▶ **Directions for this task**: Output exactly the lines from the first line of the records below through the line containing "Q: For the black", both included, leaving out any pictures.

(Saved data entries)
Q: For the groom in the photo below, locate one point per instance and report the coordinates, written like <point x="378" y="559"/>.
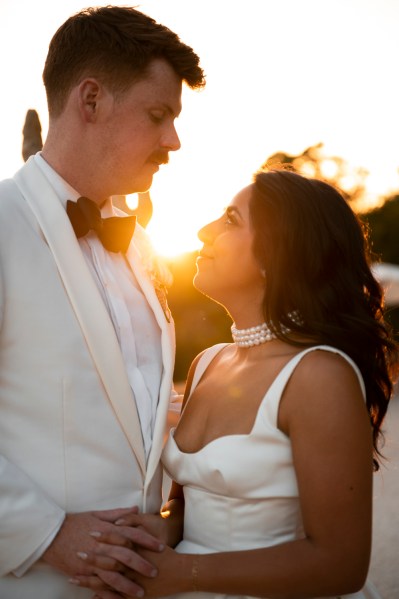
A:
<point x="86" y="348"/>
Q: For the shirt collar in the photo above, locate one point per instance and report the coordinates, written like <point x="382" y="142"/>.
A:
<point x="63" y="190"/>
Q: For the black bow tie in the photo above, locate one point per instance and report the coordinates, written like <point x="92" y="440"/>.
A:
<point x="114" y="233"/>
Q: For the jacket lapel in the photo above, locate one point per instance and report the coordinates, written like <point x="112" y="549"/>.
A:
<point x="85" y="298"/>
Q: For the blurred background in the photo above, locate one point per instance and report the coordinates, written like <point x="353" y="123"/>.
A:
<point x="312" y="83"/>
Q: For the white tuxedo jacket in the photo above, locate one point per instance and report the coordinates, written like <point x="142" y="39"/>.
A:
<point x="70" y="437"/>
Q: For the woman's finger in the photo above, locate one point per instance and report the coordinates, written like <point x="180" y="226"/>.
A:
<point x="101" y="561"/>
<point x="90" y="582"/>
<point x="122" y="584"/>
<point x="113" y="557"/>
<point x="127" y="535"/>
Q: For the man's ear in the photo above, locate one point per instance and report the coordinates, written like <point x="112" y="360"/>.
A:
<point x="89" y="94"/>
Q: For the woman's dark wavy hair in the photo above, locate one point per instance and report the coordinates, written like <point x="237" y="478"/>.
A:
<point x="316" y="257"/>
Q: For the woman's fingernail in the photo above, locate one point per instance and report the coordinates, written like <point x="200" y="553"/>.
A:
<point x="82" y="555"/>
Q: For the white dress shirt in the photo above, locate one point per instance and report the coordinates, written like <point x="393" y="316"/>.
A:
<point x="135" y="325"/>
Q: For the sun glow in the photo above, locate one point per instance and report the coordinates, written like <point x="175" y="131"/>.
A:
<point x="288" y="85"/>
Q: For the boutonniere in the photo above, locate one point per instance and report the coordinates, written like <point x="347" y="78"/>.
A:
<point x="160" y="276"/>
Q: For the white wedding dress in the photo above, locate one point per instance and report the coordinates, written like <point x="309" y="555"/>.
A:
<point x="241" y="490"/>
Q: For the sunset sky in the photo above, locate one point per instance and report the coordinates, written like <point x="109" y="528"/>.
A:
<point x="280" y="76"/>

▶ **Exercise output**:
Q: For the groom in the photo below, locate one point per instance and report the coordinates, written like <point x="378" y="559"/>.
A:
<point x="86" y="348"/>
Q: For the shirt collar in the photo above, locate one point per instance and report the coordinates, written like <point x="382" y="142"/>.
A:
<point x="63" y="190"/>
Q: For the black bow tie in the photo above, locate one point per instance and report the coordinates, written like <point x="92" y="440"/>.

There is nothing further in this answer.